Ada lagi komentar teman gue terhadap status facebook di atas:

“…kalau redominasi jalan beneran, maka Rp 1,- = ¥ 10,- artinya nilai tukar 
rupiah 10x lebih tinggi dari Yen. Wow …. besar betul bohongnya … ;D”

Well, kalo yang ini penjelasannya agak panjang….
Soalnya ini ada hubungannya dengan junk food McDonald. Lho?!

…bersambung ke Part II…

HM Ihsan Kusasi
Aug 6, 2010


-------
Part II
-------

Sedikit refesh dari Part I, awal minggu lalu gue tulis status facebook berikut:

“…is ‘redenominasi’ kan cuma merubah angka Rp.1000 menjadi Rp.1… tidak merubah 
‘value’ nya… yang pegang uang Rp.1000 tuker ke bank jadi uang baru Rp.1… yang 
dulu beli pisang goreng pake uang Rp.1000 trus jadi pake uang baru Rp.1 tetap 
dapat pisang goreng yang sama… kok pada ribut?”

Dan seorang teman gue memberikan komentar berikut:

“…kalau redominasi jalan beneran, maka Rp 1,- = ¥ 10,- artinya nilai tukar 
rupiah 10x lebih tinggi dari Yen. Wow …. besar betul bohongnya … ;D”

────────────────────────────────────────

* SOAL LATIHAN
Tuliskan kembali bagian bacaan tentang redenominasi rupiah di atas, mulai dari "Ada lagi komentar" hingga "penjelasannya agak panjang….", tanpa mengubah satu kata pun.

* DATA TERSEDIA
────────────────────────────────────────

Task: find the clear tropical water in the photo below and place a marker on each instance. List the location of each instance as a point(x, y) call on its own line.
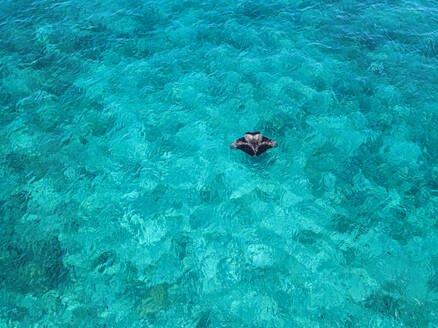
point(123, 206)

────────────────────────────────────────

* JAWABAN LENGKAP
Ada lagi komentar teman gue terhadap status facebook di atas:

“…kalau redominasi jalan beneran, maka Rp 1,- = ¥ 10,- artinya nilai tukar 
rupiah 10x lebih tinggi dari Yen. Wow …. besar betul bohongnya … ;D”

Well, kalo yang ini penjelasannya agak panjang….